> [DATA ENTRIES]:
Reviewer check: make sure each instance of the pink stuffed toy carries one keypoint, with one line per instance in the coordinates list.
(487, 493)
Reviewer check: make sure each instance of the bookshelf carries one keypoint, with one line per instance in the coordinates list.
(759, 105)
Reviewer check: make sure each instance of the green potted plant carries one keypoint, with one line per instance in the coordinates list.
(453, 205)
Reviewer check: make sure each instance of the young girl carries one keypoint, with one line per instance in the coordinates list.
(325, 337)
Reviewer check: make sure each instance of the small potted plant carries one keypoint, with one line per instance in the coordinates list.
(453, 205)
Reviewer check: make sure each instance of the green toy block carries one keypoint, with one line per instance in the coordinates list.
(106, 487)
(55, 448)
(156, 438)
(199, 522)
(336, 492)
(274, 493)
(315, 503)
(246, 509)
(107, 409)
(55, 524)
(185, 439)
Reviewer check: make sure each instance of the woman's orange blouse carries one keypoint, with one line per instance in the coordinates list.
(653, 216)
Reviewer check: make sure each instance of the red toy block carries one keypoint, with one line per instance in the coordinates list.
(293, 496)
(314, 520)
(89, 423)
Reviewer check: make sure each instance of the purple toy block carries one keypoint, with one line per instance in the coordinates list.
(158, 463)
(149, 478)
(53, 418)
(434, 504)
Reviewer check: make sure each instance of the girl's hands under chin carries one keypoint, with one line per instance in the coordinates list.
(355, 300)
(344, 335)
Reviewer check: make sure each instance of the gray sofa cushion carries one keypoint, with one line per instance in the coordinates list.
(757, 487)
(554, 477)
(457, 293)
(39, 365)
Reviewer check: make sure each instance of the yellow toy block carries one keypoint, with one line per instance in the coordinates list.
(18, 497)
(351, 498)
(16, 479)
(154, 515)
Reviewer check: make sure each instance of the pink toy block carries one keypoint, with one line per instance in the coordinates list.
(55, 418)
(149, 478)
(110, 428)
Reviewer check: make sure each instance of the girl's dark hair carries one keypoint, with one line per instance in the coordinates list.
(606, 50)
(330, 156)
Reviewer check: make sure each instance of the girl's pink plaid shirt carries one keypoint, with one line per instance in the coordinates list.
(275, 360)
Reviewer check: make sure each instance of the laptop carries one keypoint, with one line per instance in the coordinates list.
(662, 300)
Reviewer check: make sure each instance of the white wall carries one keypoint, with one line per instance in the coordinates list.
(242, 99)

> [CHALLENGE]: Can you print the material word for word, starting at the line that contains "Reviewer check: make sure each instance of the green toy" and ending at its final line, with both of those lines included?

> [WRITTEN SOLUTION]:
Reviewer check: make sure each instance of the green toy block carries one keypoint, with one line per instance in the coordinates list.
(106, 487)
(55, 448)
(156, 438)
(199, 522)
(336, 492)
(274, 493)
(315, 503)
(246, 509)
(107, 409)
(55, 524)
(185, 439)
Reviewer check: make sure each instance of the woman's orange blouse carries one keypoint, with one line per instance in the coordinates list.
(653, 216)
Reviewer check: make sure each instance of the red toy block carries one keypoint, with one line per instance in the coordinates list.
(293, 496)
(314, 520)
(89, 423)
Reviewer check: make sure each instance of the purple toy block carries one keypoint, with one line per instance in the coordinates list.
(158, 463)
(149, 478)
(53, 418)
(434, 504)
Reviewer check: make sure each instance of the girl's hands under chin carries one keypoint, with one line per instance in the coordinates list.
(355, 300)
(344, 335)
Reviewer check: make sure each instance of the gray sofa cushion carries one keypoint, with one line per instance in the coordinates list.
(757, 487)
(554, 477)
(457, 293)
(39, 365)
Reviewer check: make sure each instance of the yellow toy block carries one keypoint, with one line per instance in the coordinates list.
(18, 497)
(351, 498)
(16, 479)
(154, 515)
Reviewer check: make sure each instance of the pink toy block carries one keypoint, with one line per instance in the coordinates list.
(55, 418)
(149, 478)
(110, 428)
Reviewer check: make sure each instance of the girl's dark hair carries one keypoint, with one line per instance in the coordinates list.
(606, 50)
(330, 156)
Reviewer check: make sure each instance of the girl's pink plaid shirt carries one keypoint, with one line per instance in the coordinates list.
(275, 360)
Reviewer check: make sure each instance of the laptop carries one keypoint, with one line per instance in the coordinates list.
(662, 300)
Reviewer check: make sure each instance of the white wall carries one keypoint, with one line per instance in the coordinates list.
(242, 99)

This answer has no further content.